■ Provided text ■
== Segment start ==

Notwithstanding, The Survivor is a touching testimony of the relentless, fierce survivalism of Harry Haft (Ben Foster), a Polish Jew whose ability for boxing served both as the amusement and the profit of a supercilious Nazi officer (Billy Magnussen). What the film does good is this constant search for a peace of mind that was once taken from our hero, when he was forced to kill his own people and fellow inmates with his bare fists. 

By swinging between melodrama and heaviness, the film made a bit difficult for me to connect with a story that, being interesting, could have worked better. The performance of Ben Foster is convincing, but this well-intended biopic borders on the watchable.

Doctor Strange in the Multiverse of Madness (2022)

Direction: Sam Raimi
Country: USA 

Despite the relative success of his Spider-Man triplet (2002, 2004, 2007), director Sam Raimi seems more tailored to craft horror movies (The Evil Dead, 1981; Drag me to Hell, 2009) than superhero adventures. His Doctor Strange in the Multiverse of Madness is pelted with references to other Marvel flicks and looks like an animated movie on arrival. We realize it was a dream but then the parody keeps going with a visually overwhelming one-eyed octopus attack followed by a series of stone-heavy action scenes loaded with too many colors and overcrowded with special effects. It’s coarse in the texture and maladroit in the storytelling when it should have been stylish and creative, respectively. A grossly handled debauchery of computer-generated images makes it a throwaway feature with a lot of manic surface activity but no particular style.

The enigmatic sorcerer Stephen Strange (Benedict Cumberbatch), who was portrayed with much more craft in the latest Spider Man installment (directed by Jon Watts), feels compelled to protect the young America Sanchez (Xochitl Gomez), who has the uncontrollable power of moving from a universe to another. For that, she’s wanted by evil forces.

The multiverse is packed with uninteresting characters, strained parallel realities, a bunch of foolish situations, and long action sequences that fail to thrill… There is only the mess, without the fun. And we are bored!

You Won't Be Alone (2022)

Direction: Goran Stolevski
Country: Australia / UK

Sharply crafted with a fabulous style and hair-rising tone, You Won’t Be Alone is the impressive feature debut from Australian-Macedonian writer-director Goran Stolevski, who shows high quality in the way he handles the story. And because of that, his future works will automatically be put on my watch list. More interested in deepening the ominous vibes of chilling folklore than startling us through wild scenes, Stolevski signs one of the most striking films about witchery of the last decade. 

The film thrives with impeccable acting, accuracy in the settings, intelligence in the script, and powerful social commentary. It comes with pleasures big and small. Set in a mountainous Macedonian village in the 19th century, the story starts with the kidnapping of a baby girl by an ancient spirit (Anamaria Marinca). Marked to be a witch, she grows up in the depths of the earth, fated to follow the evil being that took her away from her real mother. When the time comes, this now-adult woman learns about her bloody necessities, the art of shapeshifting, and how to dress in corpses. However, an exceptional curiosity about what it feels to be human makes her choose societal ‘prison’ instead of merely killing for blood.

== Segment end ==

■ Data listing ■
== Segment start ==

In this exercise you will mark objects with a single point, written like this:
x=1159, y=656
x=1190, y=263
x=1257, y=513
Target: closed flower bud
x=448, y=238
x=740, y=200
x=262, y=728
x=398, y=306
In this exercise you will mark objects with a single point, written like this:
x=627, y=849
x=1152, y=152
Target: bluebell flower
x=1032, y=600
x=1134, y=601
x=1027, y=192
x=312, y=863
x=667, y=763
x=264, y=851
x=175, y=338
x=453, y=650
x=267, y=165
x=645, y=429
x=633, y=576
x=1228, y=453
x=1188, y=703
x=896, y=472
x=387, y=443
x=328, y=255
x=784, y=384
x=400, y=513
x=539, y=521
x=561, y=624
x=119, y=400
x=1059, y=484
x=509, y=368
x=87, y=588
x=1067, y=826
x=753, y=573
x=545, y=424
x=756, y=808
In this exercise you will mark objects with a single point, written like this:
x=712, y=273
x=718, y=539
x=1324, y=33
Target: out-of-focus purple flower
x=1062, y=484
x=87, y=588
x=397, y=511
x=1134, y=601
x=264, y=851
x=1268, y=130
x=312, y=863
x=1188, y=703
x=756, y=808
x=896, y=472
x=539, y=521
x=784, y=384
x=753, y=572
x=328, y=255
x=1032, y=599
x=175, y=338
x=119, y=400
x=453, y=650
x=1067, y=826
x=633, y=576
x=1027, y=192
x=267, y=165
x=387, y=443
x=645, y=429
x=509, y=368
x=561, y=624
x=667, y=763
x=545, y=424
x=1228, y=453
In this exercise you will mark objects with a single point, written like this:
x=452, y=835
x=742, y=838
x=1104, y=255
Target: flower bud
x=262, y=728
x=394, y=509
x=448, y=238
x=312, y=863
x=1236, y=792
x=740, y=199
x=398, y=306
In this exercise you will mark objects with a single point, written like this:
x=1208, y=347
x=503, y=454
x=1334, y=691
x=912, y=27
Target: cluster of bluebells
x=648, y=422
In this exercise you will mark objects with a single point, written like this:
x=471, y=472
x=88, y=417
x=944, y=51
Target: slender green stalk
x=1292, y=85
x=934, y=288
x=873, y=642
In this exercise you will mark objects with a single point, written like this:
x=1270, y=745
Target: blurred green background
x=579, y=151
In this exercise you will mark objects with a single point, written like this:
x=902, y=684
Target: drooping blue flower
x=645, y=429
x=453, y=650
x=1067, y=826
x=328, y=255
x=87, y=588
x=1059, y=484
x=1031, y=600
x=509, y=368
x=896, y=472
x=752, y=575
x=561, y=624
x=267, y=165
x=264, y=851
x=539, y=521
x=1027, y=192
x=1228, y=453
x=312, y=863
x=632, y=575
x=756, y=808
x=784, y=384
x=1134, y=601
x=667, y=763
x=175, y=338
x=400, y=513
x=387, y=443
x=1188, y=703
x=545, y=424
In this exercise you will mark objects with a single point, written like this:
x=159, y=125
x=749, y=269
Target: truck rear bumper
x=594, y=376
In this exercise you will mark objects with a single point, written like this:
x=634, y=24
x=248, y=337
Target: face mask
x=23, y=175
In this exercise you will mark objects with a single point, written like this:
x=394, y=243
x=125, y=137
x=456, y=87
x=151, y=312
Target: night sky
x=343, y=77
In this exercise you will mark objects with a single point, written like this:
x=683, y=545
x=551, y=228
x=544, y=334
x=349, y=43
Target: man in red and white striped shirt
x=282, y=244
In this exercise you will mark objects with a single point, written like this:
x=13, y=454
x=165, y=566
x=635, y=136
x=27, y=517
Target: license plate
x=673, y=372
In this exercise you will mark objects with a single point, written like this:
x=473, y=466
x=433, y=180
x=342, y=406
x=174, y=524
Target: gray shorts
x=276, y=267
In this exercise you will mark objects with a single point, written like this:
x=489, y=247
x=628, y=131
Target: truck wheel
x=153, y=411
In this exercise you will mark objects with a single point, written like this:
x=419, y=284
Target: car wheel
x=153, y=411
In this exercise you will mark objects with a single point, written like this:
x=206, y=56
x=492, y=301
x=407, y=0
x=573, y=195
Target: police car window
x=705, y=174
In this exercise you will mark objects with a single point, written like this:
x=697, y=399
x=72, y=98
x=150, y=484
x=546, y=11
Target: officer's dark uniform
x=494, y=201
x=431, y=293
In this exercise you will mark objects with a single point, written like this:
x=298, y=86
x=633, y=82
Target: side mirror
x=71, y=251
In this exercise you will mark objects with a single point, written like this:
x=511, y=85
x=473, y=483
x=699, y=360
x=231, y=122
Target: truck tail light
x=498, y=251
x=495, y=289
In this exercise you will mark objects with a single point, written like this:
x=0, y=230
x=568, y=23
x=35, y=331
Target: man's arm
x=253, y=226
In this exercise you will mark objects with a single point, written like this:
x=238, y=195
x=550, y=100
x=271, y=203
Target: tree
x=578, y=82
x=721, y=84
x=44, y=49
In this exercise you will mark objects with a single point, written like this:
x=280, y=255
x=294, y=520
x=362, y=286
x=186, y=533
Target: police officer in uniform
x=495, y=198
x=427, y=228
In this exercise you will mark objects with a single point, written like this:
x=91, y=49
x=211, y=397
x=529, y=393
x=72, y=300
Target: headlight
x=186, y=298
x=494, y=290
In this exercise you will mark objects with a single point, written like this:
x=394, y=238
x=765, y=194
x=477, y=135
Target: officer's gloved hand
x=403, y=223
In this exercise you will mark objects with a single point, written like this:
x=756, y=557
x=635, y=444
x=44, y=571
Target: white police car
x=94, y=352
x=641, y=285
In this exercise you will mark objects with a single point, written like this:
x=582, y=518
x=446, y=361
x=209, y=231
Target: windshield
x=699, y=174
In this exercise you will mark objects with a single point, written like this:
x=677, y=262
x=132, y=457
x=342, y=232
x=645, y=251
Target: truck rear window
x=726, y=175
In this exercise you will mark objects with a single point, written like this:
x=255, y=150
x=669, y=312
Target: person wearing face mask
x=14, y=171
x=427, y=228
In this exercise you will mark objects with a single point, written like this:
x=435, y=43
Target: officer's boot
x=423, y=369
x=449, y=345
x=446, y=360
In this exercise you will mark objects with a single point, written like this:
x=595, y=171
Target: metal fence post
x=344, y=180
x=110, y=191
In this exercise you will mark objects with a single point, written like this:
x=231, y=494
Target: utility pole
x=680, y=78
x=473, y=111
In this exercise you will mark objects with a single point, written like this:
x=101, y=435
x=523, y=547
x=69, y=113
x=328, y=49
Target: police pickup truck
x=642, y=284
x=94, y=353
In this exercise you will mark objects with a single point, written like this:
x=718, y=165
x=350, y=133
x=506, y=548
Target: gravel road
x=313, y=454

== Segment end ==

■ Study questions ■
- 1) List the actors the film reviews name in parentheses after the characters they play.
- 2) Carry on the film reviews from the last sentence shown, continuing the piece on You Won't Be Alone.

■ Task results ■
- 1)
- Ben Foster
- Billy Magnussen
- Benedict Cumberbatch
- Xochitl Gomez
- Anamaria Marinca

- 2)
The production values are outstanding, starting with the first-class cinematography by Matthew Chuang (he gives us wonderful fields of depth and close ups) and ending with the outstanding score by Mark Bradshaw. The fascinating You Won’t Be Alone grabbed me and didn't let go until the very last minute. It’s absorbing, enigmatic and satisfying in ways that are out of the ordinary.

We're All Going to the World's Fair (2022)

Direction: Jane Schoenbrun
Country: USA

Jane Schoenbrun’s coming-of-age horror experience, We’re All Going to the World’s Fair, is a psychological, sleep-inducing manipulation where technology addiction, extreme loneliness, and mental illness go together. However, and despite the interesting combination, the film is as exciting as watching grass grow.

The introverted Casey (Anna Cobb) is a reclusive teen who spends her lonely days in an attic bedroom, completely immersed in the Internet. Fascinated by horror movies and the paranormal, she decides to participate in an obscure online game known for causing unexpected symptoms and reactions. They may as well have access to her dreams. One day, she receives a message from JLB (Michael J. Rogers), a former gamer who warns her of the danger. 

World’s Fair is the type of horror avatar for our times - deceptive, darkly conspiratorial, infinitely tedious; its atmosphere should be scary but remains inert. Hence, whatever the big secret would be with this role-playing game, I was quickly itched by the desire to go surfing on other screens. The idea is not bad, but Schoenbrun lacks cinematic arguments, approaching the topic with a minimalistic style in need of a stronger grip and more captivating scenarios. With no hesitation: “I DON’T want to go to the World’s Fair!”.

Bad Roads (2022)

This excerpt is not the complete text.